(Dataset excerpt)
>>

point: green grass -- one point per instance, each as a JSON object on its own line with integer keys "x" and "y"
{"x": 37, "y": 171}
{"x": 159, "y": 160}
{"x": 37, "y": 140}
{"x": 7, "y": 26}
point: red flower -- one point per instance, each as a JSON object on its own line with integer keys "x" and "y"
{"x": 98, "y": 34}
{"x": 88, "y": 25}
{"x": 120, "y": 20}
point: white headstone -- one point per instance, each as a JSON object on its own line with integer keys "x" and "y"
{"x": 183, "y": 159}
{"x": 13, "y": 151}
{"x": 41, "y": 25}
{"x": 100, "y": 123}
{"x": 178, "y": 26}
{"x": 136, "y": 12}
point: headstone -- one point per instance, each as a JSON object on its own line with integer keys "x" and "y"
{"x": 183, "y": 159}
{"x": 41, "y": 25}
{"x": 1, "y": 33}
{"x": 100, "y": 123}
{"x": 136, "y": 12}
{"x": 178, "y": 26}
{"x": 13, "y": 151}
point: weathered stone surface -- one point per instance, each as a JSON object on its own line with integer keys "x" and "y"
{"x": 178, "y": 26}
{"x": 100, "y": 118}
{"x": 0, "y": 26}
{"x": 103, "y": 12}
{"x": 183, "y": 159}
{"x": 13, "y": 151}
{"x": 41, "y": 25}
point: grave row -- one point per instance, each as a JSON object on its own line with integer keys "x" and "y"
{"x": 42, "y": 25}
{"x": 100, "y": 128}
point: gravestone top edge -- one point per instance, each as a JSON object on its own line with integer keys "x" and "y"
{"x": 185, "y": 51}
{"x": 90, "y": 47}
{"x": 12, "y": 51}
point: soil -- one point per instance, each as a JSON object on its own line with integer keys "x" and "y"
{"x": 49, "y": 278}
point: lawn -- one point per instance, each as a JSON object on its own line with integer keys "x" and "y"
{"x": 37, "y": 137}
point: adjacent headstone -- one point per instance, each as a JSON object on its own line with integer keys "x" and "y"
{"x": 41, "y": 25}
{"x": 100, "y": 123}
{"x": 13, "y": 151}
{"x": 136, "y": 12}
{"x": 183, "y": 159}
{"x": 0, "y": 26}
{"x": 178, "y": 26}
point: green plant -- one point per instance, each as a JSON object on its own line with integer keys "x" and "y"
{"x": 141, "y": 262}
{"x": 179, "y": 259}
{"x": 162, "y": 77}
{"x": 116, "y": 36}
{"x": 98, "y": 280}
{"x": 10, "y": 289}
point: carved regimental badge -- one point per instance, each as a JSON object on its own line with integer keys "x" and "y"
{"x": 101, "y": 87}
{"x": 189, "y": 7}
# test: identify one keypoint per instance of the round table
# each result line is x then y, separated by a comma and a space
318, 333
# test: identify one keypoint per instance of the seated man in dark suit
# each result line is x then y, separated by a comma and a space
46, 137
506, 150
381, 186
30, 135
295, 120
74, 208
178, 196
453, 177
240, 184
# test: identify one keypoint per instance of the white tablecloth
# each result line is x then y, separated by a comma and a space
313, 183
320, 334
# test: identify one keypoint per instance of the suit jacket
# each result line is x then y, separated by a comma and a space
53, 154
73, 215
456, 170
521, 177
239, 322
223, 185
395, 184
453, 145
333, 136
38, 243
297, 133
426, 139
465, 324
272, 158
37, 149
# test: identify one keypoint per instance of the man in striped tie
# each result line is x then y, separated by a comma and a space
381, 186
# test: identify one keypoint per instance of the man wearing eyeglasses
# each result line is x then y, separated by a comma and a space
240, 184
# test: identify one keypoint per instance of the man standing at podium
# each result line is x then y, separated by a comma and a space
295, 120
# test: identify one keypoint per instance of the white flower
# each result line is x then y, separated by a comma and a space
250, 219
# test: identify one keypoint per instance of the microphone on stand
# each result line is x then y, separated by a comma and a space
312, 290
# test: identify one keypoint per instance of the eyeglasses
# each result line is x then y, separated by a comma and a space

<<

■ Work to be completed ■
Lay out the part of the entries that opens with the line containing "# test: identify one keypoint per instance of the eyeglasses" and runs through the end of the entries as a Markdown table with the columns "No." and "Text". Put the row number under "No." and the line under "Text", and leave out any blank lines.

■ Exercise solution ■
| No. | Text |
|---|---|
| 1 | # test: identify one keypoint per instance of the eyeglasses |
| 2 | # each result line is x then y, separated by a comma and a space |